## DATA TO PROCESS
——————————

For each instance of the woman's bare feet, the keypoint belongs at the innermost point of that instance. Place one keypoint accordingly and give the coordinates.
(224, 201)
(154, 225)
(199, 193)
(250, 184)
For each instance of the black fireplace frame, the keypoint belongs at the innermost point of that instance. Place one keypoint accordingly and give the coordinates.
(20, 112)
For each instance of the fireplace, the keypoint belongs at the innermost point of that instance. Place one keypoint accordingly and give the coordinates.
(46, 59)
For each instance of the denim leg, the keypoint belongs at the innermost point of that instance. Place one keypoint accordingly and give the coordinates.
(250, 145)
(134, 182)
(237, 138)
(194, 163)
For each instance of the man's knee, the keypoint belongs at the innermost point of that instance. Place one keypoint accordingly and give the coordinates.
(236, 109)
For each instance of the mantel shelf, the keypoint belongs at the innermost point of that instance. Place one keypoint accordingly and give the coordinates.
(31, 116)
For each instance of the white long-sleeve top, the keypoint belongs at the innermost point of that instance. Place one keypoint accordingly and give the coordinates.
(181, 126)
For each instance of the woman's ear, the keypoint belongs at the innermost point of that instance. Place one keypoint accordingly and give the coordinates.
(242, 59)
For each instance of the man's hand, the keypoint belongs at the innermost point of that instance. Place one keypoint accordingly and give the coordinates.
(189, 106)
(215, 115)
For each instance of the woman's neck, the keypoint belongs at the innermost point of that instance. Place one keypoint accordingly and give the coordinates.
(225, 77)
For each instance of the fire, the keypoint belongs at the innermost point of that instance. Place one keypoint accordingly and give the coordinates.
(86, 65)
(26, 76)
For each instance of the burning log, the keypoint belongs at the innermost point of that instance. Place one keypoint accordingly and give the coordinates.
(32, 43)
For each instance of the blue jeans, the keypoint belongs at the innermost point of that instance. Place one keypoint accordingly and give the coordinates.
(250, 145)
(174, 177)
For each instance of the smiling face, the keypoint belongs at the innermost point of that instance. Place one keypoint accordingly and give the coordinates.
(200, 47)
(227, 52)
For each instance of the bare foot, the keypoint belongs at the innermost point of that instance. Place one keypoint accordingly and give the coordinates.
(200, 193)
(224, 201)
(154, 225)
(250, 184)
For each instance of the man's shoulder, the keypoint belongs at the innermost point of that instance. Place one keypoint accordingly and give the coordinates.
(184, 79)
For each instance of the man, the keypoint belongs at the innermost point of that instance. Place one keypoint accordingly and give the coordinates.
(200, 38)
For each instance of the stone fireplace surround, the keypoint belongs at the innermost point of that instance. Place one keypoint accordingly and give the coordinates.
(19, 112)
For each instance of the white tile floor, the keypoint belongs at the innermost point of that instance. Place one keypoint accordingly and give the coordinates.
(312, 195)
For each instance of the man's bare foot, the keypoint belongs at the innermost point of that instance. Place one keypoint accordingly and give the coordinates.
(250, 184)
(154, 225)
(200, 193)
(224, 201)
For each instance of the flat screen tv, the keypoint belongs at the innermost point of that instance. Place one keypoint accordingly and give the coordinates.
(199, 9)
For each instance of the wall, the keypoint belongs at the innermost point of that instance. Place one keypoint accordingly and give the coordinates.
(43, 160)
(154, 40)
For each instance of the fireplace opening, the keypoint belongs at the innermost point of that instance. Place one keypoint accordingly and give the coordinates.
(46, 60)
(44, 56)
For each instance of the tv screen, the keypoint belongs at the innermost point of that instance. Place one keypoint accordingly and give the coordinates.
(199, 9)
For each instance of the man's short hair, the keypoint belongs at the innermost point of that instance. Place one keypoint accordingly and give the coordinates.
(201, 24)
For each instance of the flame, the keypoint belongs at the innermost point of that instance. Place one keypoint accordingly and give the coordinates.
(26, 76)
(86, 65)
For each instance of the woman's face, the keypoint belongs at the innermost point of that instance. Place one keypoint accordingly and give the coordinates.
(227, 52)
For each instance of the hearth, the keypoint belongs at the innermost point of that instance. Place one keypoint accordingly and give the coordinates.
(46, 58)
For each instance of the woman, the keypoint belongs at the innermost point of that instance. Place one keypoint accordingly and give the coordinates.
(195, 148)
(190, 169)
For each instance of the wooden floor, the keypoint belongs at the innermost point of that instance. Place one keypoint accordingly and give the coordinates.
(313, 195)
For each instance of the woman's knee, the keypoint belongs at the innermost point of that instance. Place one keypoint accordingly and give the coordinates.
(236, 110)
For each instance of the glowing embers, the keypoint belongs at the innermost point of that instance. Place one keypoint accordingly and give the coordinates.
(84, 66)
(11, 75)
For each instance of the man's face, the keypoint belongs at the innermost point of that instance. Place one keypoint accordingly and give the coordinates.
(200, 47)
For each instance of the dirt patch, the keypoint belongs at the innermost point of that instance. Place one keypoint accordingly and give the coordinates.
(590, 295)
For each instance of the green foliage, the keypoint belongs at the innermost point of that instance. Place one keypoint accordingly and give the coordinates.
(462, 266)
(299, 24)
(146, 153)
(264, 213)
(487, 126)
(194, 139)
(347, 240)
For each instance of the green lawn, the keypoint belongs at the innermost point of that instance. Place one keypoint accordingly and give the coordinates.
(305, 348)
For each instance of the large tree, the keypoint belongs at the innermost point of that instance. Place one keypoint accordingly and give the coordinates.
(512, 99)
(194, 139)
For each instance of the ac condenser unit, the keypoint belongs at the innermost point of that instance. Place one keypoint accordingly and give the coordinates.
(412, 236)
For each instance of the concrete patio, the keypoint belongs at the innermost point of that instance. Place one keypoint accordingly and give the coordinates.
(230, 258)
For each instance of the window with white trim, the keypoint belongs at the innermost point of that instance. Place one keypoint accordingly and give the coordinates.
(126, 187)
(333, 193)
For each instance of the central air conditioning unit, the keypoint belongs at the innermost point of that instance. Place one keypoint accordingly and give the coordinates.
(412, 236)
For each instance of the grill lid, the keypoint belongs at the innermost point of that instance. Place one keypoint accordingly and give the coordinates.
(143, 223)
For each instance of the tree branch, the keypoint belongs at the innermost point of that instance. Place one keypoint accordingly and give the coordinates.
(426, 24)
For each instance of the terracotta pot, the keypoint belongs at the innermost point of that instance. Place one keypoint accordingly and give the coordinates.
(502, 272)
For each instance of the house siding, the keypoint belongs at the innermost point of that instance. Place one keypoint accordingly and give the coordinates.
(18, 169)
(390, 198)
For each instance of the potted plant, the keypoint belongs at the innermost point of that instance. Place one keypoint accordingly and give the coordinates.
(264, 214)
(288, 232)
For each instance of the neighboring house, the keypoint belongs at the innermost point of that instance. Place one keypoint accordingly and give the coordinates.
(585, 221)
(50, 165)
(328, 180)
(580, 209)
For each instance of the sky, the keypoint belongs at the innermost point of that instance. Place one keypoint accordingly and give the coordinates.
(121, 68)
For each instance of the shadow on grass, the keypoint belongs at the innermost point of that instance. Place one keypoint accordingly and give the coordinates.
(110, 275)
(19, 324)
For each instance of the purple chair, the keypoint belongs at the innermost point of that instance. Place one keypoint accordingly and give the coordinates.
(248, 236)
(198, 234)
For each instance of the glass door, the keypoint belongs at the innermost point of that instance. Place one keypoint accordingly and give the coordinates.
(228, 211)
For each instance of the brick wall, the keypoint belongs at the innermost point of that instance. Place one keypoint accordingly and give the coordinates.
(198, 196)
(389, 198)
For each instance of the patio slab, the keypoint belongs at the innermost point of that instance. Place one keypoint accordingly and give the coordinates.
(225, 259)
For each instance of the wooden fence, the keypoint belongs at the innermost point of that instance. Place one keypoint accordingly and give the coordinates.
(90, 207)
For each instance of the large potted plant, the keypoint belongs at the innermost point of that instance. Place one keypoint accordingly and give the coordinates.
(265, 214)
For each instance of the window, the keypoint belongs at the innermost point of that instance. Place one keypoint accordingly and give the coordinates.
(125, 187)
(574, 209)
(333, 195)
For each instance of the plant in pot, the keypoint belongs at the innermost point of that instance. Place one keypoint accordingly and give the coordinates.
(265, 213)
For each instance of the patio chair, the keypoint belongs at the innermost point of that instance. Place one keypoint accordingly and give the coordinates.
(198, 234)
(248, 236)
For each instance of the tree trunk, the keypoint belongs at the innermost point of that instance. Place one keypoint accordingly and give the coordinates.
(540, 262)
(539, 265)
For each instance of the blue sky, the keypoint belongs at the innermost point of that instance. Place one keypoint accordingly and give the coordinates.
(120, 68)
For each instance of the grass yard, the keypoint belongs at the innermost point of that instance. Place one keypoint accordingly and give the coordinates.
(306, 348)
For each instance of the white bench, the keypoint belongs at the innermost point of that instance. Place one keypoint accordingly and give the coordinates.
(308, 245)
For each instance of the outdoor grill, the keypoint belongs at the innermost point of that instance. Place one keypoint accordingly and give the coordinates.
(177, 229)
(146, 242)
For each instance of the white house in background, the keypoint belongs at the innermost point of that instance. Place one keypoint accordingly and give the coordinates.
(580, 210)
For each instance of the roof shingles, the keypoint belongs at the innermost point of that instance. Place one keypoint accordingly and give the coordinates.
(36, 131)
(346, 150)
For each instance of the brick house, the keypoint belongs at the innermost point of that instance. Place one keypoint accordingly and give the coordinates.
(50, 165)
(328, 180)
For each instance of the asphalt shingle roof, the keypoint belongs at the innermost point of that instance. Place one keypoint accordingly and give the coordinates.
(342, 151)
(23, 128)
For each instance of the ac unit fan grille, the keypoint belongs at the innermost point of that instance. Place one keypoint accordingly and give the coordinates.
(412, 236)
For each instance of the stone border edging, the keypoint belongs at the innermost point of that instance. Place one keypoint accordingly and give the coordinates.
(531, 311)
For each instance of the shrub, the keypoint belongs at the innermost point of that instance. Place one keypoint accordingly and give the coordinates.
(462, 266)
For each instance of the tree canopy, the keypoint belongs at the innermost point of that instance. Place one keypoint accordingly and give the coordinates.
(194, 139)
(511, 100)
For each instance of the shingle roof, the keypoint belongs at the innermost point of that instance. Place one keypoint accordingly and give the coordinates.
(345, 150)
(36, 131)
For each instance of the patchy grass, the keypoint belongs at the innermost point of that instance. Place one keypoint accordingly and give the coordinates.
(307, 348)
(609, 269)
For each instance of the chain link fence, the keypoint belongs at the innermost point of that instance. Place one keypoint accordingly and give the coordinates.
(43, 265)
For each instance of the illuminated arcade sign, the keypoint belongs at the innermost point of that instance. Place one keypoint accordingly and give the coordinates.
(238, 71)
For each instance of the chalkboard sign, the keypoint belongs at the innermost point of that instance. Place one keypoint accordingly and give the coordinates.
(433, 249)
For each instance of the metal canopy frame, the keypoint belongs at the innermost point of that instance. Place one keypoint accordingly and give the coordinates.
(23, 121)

——————————

## EXERCISE BRIEF
Convert the records from the line with "For each instance of the shingle" through the end of the records into a two-column CSV with the headers instruction and points. Give one row per record, with its text and its answer each in a single quoted field and line breaks replaced by spaces.

## EXERCISE SOLUTION
instruction,points
"For each instance of the shingle roof, the keypoint belongs at the innermost point of that instance. Place one keypoint accordingly and give the coordinates.","(345, 150) (36, 131)"
"For each instance of the patchy grass, the keypoint belongs at the innermost point of that instance. Place one keypoint accordingly and give the coordinates.","(307, 348) (609, 269)"
"For each instance of the chain link fence, the keypoint belongs at the innermost point of that instance. Place one keypoint accordingly and give the coordinates.","(43, 265)"
"For each instance of the illuminated arcade sign, the keypoint belongs at the innermost point of that instance. Place one keypoint accordingly and give the coordinates.","(238, 71)"
"For each instance of the chalkboard sign, the keypoint belongs at the innermost point of that instance. Place one keypoint accordingly and give the coordinates.","(433, 249)"
"For each instance of the metal canopy frame, the keypoint belongs at the innermost point of that instance. Place one keypoint accordingly and give the coordinates.","(23, 121)"